GIVEN PASSAGE:
--------------------
I knew Shalin Shah only briefly. But I can honestly say that Shalin was one of the most courageous, purpose-driven and extraordinary individuals I have ever met.
Joining the Peace Corps is not for everyone. Being a volunteer requires tremendous courage, a creative mind, and a caring heart. But perhaps most of all, a volunteer must have a passion for service and a deep commitment to helping others.
Shalin embodied each of these traits, in a way that few do. His commitment to service started long before he entered Peace Corps, when he sold water bottles at college games to raise money for UNICEF.
Shalin had nearly completed his training as a Peace Corps volunteer in Peru when he became very sick. He returned shortly thereafter to the United States.
Even while undergoing grueling treatment, he remained in close contact with Peace Corps staff and his fellow volunteers in Peru. From his room in the UCLA Medical Center, he would write to those facing challenges in their service, sharing messages of encouragement and support.
Everywhere he went, he wore his Peace Corps hat, and that is how everyone in the hospital came to know him - "the Peace Corps volunteer."
But one thing was missing. At the time he left the program, he had just one week of training to go before being sworn in as an official volunteer.
It was one of the greatest honors of my time as Peace Corps Director to help fulfill Shalin's dream to be sworn in as a Peace Corps volunteer.
The photograph we took from his swearing-in in the hospital lobby sits on my desk in Washington and reminds me, each and every day, of Shalin's dream to inspire people to embrace life passionately and to live life to the fullest, no matter what your circumstance.
Many Peace Corps volunteers around the world have recommitted themselves to service as a way to honor Shalin's memory. His story has brought people together across borders and divides of all kinds and inspired our Peace Corps family to think more deeply than ever about the legacy that each of us hopes to leave behind.
I can think of no better example of a Peace Corps volunteer in action.
The movement that Shalin inspired called on millions of people around the world to find beauty in each moment and reflect on the gift of life... and in so doing, he has motivated us to be our very best.
He reminded us that even when the day draws to a close, we are blessed with one glorious burst of light.
He reminded us that the opposite of death is not life, it is purpose. Our stories only come to an end when the reasons to keep telling them fade away, and that is why I know that Shalin's legacy of love and light will live on forever.
--------------------
MATERIAL PROVIDED:
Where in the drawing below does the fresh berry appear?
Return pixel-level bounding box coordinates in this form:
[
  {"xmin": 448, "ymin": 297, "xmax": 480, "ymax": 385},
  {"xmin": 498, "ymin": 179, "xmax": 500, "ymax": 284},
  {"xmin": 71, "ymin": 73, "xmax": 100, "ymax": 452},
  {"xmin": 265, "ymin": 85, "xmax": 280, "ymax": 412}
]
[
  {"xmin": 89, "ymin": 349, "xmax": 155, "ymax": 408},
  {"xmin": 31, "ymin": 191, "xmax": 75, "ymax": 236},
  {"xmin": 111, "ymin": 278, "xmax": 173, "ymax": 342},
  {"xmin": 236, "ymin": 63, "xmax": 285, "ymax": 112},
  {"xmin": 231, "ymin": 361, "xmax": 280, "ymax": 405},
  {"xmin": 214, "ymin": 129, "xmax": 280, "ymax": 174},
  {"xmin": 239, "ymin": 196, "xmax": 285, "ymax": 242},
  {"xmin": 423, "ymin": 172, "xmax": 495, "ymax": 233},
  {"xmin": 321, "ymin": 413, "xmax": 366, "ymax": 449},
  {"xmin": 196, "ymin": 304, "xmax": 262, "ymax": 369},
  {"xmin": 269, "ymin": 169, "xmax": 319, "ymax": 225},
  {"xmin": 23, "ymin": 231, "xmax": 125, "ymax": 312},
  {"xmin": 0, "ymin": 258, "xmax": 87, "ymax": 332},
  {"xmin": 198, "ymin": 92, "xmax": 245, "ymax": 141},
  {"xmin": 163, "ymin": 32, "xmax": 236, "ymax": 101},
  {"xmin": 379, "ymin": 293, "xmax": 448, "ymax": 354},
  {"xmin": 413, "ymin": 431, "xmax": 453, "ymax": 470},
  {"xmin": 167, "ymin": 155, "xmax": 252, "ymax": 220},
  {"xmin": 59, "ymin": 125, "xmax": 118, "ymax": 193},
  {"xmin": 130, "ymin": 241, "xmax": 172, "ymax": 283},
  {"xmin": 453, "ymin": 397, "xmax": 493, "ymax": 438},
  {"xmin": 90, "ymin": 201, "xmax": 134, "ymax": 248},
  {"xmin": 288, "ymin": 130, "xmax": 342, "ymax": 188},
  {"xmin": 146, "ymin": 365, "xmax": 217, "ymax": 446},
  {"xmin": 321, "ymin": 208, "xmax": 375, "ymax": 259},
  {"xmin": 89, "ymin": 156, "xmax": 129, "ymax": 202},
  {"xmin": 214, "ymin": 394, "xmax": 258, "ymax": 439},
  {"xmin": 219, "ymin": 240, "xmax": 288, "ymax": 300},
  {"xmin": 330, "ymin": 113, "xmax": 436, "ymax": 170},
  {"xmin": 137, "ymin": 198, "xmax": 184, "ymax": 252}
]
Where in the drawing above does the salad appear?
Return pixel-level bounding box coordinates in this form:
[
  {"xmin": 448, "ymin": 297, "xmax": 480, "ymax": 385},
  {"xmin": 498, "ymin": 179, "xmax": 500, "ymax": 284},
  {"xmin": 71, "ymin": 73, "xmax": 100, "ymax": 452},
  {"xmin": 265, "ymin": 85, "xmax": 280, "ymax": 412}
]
--------------------
WORK INSTRUCTION A:
In the tribute to Shalin Shah, condense the paragraph beginning "Even while undergoing grueling treatment" into a short bulleted list that keeps its main facts.
WORK INSTRUCTION B:
Answer each question from the tribute to Shalin Shah in a few words:
(i) How did Shalin raise money for UNICEF in college?
(ii) In what country was he training as a Peace Corps volunteer?
(iii) Where was his swearing-in held?
WORK INSTRUCTION C:
Repeat word for word the part of the tribute that opens with the words containing "Even while undergoing" and closes with "a Peace Corps volunteer.".

PROBLEM SOLUTION A:
- During grueling treatment, Shalin stayed in close contact with Peace Corps staff and fellow volunteers in Peru.
- From his room in the UCLA Medical Center, he wrote to volunteers facing challenges in their service.
- His messages offered encouragement and support.

PROBLEM SOLUTION B:
(i) By selling water bottles at college games.
(ii) Peru.
(iii) In the hospital lobby.

PROBLEM SOLUTION C:
Even while undergoing grueling treatment, he remained in close contact with Peace Corps staff and his fellow volunteers in Peru. From his room in the UCLA Medical Center, he would write to those facing challenges in their service, sharing messages of encouragement and support.
Everywhere he went, he wore his Peace Corps hat, and that is how everyone in the hospital came to know him - "the Peace Corps volunteer."
But one thing was missing. At the time he left the program, he had just one week of training to go before being sworn in as an official volunteer.
It was one of the greatest honors of my time as Peace Corps Director to help fulfill Shalin's dream to be sworn in as a Peace Corps volunteer.